--- start of RECORDS SHOWN ---

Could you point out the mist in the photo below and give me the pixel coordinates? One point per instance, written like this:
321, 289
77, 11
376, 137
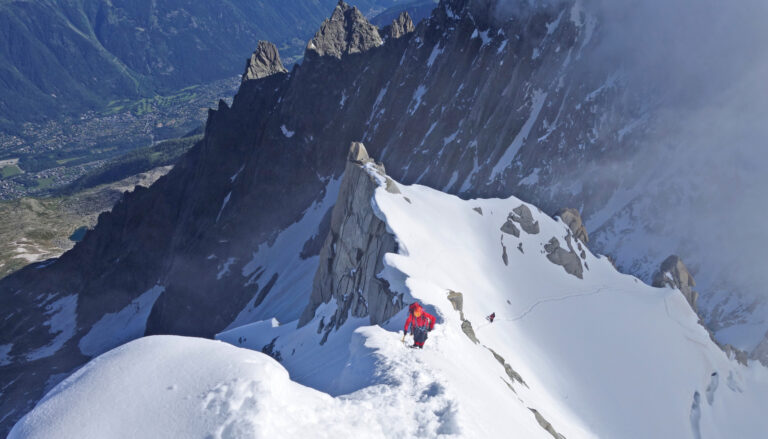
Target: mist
700, 68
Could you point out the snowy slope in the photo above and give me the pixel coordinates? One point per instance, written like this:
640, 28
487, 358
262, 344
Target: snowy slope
602, 356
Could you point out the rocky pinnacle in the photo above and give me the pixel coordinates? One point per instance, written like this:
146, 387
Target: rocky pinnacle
346, 32
353, 252
264, 62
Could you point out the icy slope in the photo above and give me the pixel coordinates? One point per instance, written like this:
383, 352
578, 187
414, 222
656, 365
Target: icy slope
598, 356
604, 356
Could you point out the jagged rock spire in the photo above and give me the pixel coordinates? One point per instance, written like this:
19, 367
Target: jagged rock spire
401, 25
675, 274
264, 62
354, 250
346, 32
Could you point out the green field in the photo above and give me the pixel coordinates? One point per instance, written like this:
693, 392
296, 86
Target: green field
10, 171
148, 105
44, 183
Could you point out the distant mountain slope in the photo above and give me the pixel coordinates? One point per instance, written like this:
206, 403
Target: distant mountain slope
567, 355
467, 102
66, 56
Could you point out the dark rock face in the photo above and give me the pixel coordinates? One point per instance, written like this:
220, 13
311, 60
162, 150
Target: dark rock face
353, 253
461, 104
568, 259
761, 351
346, 32
523, 216
675, 274
572, 218
401, 25
264, 62
510, 228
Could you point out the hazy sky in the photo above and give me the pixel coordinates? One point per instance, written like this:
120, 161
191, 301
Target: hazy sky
702, 65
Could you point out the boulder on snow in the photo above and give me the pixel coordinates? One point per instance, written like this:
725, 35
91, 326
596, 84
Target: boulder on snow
568, 259
265, 61
761, 351
346, 32
510, 229
572, 218
675, 274
523, 216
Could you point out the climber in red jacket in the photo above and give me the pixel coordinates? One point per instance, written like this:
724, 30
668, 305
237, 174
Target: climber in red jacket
421, 322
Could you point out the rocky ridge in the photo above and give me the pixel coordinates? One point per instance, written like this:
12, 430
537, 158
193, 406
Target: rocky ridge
346, 32
353, 253
237, 223
264, 62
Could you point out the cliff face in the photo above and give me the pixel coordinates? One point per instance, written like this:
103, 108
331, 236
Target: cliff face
235, 232
353, 254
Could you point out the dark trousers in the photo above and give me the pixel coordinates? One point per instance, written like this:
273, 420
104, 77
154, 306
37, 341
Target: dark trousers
419, 336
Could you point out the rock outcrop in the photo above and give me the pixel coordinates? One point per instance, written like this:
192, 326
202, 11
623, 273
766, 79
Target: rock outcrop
353, 252
265, 61
346, 32
568, 259
523, 216
675, 274
572, 218
401, 25
761, 351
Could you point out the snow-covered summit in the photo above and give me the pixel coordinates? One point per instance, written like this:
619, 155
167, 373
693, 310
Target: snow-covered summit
577, 349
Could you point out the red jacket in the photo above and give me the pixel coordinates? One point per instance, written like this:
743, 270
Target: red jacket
425, 319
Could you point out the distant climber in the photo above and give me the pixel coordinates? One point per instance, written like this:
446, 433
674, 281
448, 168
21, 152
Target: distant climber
421, 322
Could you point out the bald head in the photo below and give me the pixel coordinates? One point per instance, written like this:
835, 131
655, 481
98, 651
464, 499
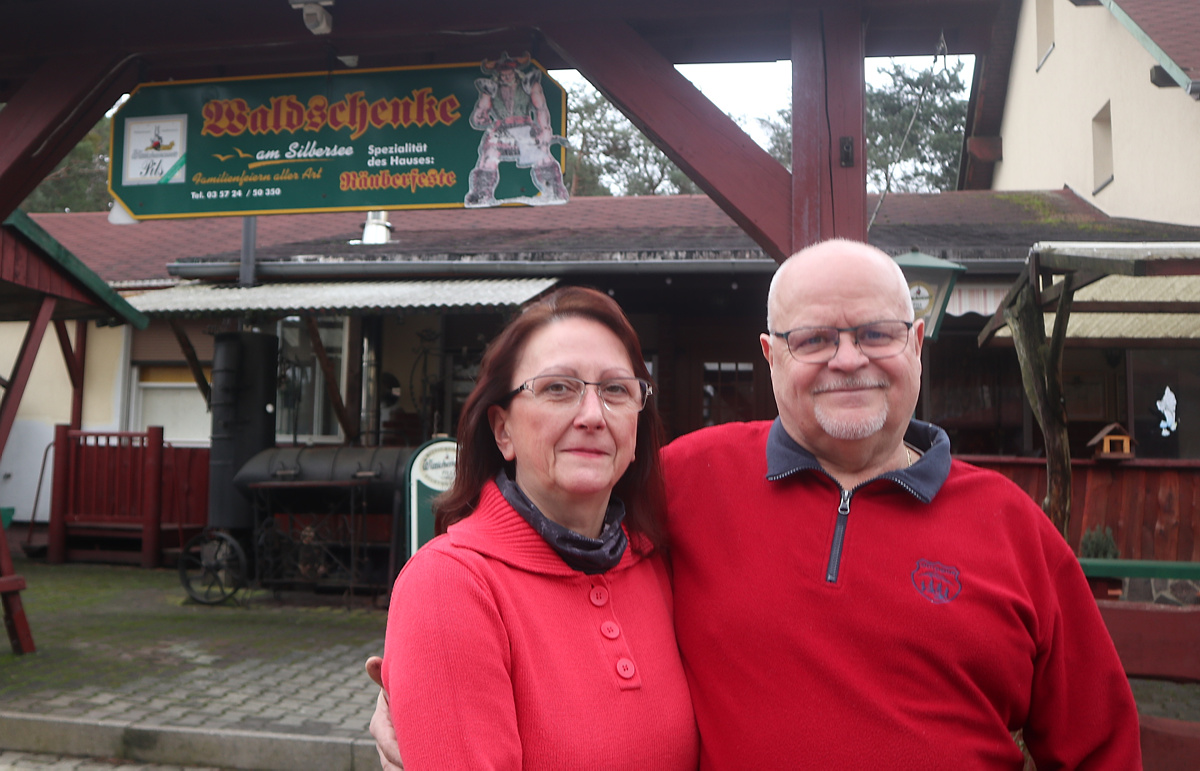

--- end of RECORDS SHOWN ---

# AIM OF THE EXERCISE
Lay out the stretch of the data from the line containing "Could you point out the bald" through the end of the data as a numbered list, skipping any blank lines. Leave the pictures out of your answer.

# CORRECT ANSWER
1. Could you point out the bald head in the photo below and give me the pixel coordinates? One point per instance, written like this:
2. 835, 131
3. 655, 481
4. 98, 651
5. 464, 499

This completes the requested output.